YOUR INSTRUCTIONS. Return the records, each one exactly as written.

Collected data entries

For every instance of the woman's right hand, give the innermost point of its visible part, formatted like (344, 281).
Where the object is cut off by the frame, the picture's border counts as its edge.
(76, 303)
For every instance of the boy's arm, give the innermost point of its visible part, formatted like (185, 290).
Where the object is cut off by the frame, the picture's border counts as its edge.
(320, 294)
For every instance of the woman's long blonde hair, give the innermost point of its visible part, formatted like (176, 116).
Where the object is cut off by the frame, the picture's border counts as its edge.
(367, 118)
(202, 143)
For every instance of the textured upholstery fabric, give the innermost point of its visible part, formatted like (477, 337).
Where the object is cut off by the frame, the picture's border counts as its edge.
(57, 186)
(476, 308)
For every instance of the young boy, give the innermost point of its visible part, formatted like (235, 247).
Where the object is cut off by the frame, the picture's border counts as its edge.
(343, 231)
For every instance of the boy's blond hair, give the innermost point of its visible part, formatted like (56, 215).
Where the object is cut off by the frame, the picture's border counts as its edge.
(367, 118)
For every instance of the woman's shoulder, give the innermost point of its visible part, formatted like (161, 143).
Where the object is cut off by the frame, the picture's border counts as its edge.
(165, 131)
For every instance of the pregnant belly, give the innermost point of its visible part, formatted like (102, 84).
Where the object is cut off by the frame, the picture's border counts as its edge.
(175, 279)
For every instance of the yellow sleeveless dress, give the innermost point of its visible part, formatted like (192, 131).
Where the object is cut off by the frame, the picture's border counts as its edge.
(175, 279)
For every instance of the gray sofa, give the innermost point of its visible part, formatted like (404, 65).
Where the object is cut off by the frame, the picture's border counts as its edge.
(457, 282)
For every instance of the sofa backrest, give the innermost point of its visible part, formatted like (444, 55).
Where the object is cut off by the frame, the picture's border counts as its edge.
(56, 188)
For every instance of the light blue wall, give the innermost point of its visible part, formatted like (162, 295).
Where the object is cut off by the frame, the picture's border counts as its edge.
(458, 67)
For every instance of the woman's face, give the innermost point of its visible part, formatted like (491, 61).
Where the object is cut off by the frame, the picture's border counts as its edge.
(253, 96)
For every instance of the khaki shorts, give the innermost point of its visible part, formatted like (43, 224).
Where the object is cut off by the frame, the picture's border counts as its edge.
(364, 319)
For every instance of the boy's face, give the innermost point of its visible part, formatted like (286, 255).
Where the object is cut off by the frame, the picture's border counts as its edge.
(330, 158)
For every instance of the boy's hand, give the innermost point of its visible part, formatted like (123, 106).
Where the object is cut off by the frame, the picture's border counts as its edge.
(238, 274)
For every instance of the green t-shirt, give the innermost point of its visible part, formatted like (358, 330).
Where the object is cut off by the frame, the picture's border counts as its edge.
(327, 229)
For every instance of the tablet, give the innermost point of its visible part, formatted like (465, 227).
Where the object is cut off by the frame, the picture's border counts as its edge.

WRITTEN ANSWER.
For every instance of the woman's right hand, give the innermost point of its visible part, formatted like (344, 281).
Where the object is cut off by the frame, the picture's border counts as its edge.
(76, 303)
For every instance of the boy's arm, give the innermost point of its visible part, formatted like (185, 290).
Where the object is cut off by the frame, the picture's border counts as its edge.
(320, 294)
For every instance of the woman's long blonde hair, give the innermost point of its visible part, formatted like (176, 116).
Where the object is cut off by the frame, the picture's border counts as its edge.
(367, 118)
(202, 143)
For every instance of the textured upholstery fabric, give the innermost point of its visible part, formatted like (477, 337).
Where the object is cut off by the frame, the picture's border counts as its edge.
(57, 186)
(476, 308)
For every instance of the young boy, give the innermost point of its visible part, formatted like (235, 247).
Where the object is cut off by the frame, the picture's border counts as its edge.
(343, 231)
For every instance of the boy's blond hair, give the innermost point of its visible part, formatted like (56, 215).
Where the object is cut off by the frame, the picture's border counts as its edge.
(367, 118)
For every instance of the woman's shoulder, give the innermost point of its visible part, formatted like (161, 143).
Where the object is cut off by the frame, the picture's border counts as its edge.
(165, 131)
For every instance of the pregnant belly, give the innermost point of its visible part, formatted like (102, 84).
Where the object is cut off by the frame, the picture's border counts as its edge.
(175, 279)
For every instance of the yellow sleeveless dress, give the innermost point of its visible part, formatted like (192, 131).
Where the object is cut off by the frame, the picture's border counts as its edge.
(175, 279)
For every instance of the gray sofa, give the innermost point of its visible part, formatted like (404, 65).
Where the object is cut off by the frame, the picture's border counts as its edge.
(457, 282)
For every instance of the sofa backrest, give the innermost point of its visible part, formatted like (444, 55).
Where the object is cut off by the frame, the picture's border counts as its edge.
(56, 188)
For every instance of the light blue wall, give the innermost point of its visible part, formatted like (162, 295).
Where the object is cut off by the frame, the picture's border counts as its edge.
(458, 67)
For every instance of the woman's face, give the innermost point of its visible part, formatted like (491, 61).
Where the object is cut off by the frame, the picture's border counts as its edge.
(253, 96)
For every instance of the khaki shorts, give the innermost point of its visible part, formatted like (43, 224).
Where the object is cut off by the frame, the picture's border counts as its edge.
(364, 319)
For every instance of the boy's face, give the innermost point of its visible part, formatted like (286, 255).
Where the object is cut off by the frame, the picture's border counts as its edge.
(330, 158)
For every instance of the boy's hand, give the innermost point of its visible part, formatted like (123, 106).
Where the object is cut off by the frame, the picture's border counts as its edge.
(238, 274)
For every instance of the green t-shirt, give the innermost point of its visible part, formatted like (358, 330).
Where the object is cut off by the frame, the picture's border counts as its edge.
(327, 229)
For every instance of the tablet, give the innermost point of its visible part, formatted like (465, 227).
Where the object is cut off by the frame, the picture's border counts as its edge.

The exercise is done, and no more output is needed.